Challenge
Can you echo, word for word, everything in the passage on trustee ward boundaries below from "In which cities" down to "election, next year."?

Passage to read
+-------+

In which cities the current board members live will be taken into consideration. Ward 2 Trustee Dr. Judy Walters lives in Martinez, and Ward 5 Trustee Fernando Sandoval, a Pittsburg resident, were elected last year. Ward 1 Trustee and Richmond resident, John Marquez, Ward 3 Trustee Rebecca Barrett who also lives in Martinez and Ward 4 Trustee Andy Li, a San Ramon resident, are up for election, next year.
According to the staff report on the Nov. 10th presentation, “Pursuant to Education Code Section 5019.5, following each decennial federal census, and using population figures as validated by the Demographic Research Unit of the Department of Finance as a basis, the governing board of each school district or community college district in which trustee areas have been established, and in which each trustee is elected by the residents of the area the trustee represents, shall adjust the boundaries of any or all of the trustee areas of the district such that the population of each is, as nearly as may be, the same proportion of the total population of the district as each of the other areas. 4CD must update ward boundaries as needed to achieve this equalization by February 28, 2022. The attached presentation is informational and represents the first phase of this process.”

+-------+

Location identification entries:

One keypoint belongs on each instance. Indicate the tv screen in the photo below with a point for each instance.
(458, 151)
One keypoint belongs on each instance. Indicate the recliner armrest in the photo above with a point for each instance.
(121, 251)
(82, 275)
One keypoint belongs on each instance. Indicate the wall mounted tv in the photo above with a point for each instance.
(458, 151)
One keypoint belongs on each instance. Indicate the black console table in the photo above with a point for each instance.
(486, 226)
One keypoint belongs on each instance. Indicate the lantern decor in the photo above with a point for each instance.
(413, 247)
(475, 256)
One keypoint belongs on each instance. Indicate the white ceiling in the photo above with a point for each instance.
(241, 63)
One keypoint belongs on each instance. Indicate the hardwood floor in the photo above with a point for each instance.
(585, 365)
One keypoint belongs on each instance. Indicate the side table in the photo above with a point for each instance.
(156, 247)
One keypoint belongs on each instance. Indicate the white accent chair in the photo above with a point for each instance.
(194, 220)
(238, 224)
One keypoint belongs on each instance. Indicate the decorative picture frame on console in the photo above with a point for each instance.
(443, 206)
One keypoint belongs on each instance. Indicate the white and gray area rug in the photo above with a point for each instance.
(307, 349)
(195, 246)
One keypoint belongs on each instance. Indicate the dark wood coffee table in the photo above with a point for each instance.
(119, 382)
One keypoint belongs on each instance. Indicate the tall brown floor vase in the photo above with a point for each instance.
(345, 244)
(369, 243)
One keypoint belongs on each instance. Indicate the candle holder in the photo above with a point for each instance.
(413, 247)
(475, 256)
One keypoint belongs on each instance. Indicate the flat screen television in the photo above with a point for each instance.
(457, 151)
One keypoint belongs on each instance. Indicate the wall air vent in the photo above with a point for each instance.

+-------+

Exercise answer
In which cities the current board members live will be taken into consideration. Ward 2 Trustee Dr. Judy Walters lives in Martinez, and Ward 5 Trustee Fernando Sandoval, a Pittsburg resident, were elected last year. Ward 1 Trustee and Richmond resident, John Marquez, Ward 3 Trustee Rebecca Barrett who also lives in Martinez and Ward 4 Trustee Andy Li, a San Ramon resident, are up for election, next year.